Written request - Find every line in the rows below that contains the word "striped", and copy each of those lines.

Dataset excerpts -
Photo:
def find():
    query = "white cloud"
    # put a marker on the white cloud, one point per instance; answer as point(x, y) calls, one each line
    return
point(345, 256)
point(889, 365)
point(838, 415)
--
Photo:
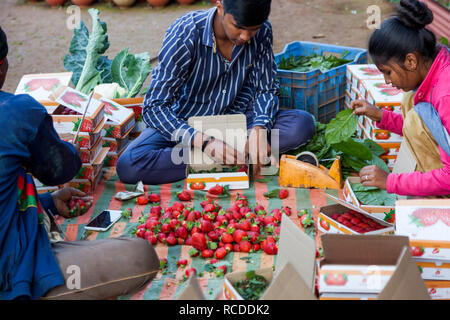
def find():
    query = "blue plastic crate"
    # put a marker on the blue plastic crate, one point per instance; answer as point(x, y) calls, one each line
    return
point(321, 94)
...
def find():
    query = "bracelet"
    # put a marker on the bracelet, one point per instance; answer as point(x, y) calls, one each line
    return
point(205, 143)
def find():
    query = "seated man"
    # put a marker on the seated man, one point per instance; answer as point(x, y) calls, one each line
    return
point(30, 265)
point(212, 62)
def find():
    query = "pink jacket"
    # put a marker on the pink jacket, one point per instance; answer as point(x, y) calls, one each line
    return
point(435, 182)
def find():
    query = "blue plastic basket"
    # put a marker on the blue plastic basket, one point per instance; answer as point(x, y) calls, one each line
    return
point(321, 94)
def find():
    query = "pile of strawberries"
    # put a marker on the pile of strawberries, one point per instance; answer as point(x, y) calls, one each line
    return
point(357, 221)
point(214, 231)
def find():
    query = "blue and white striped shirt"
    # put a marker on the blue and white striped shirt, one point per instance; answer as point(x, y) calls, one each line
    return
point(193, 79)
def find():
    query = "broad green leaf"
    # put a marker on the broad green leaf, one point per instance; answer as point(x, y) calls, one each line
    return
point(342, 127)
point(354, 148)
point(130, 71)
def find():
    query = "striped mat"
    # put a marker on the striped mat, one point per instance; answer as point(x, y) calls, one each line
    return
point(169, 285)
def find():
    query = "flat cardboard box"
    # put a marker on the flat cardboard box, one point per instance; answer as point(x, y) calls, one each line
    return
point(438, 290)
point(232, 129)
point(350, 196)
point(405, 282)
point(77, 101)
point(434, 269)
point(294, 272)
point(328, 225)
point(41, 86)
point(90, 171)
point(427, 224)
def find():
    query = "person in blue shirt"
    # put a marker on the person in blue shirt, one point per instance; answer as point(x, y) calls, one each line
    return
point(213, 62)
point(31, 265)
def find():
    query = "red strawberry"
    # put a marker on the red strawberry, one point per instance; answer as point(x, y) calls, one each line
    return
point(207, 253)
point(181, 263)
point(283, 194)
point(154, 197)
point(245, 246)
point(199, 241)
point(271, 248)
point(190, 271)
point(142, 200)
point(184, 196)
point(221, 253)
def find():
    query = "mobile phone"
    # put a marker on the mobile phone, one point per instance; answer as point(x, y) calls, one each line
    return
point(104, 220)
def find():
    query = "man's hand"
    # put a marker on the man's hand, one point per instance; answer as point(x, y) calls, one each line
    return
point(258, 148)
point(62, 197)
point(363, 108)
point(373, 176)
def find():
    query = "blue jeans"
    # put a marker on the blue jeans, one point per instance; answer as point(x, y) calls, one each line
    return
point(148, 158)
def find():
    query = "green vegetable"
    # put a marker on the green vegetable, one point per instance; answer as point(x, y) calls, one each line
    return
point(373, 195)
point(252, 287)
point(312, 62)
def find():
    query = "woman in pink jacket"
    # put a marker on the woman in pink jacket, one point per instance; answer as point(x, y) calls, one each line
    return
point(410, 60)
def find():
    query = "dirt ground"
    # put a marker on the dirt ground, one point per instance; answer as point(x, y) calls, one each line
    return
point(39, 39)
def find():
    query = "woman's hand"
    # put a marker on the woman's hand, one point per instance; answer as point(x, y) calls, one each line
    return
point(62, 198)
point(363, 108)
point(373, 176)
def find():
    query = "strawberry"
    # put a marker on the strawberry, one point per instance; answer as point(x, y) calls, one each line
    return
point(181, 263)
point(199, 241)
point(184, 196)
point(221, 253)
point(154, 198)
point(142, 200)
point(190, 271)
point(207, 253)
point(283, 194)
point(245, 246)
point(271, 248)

Task solution -
    query = "blue and white striped shirt"
    # put a marker on the blue and white striped shirt, one point per instance; answer as point(x, y) calls, one each line
    query = "striped mat"
    # put a marker on the striped mat, one point per instance; answer as point(x, y) calls, one each line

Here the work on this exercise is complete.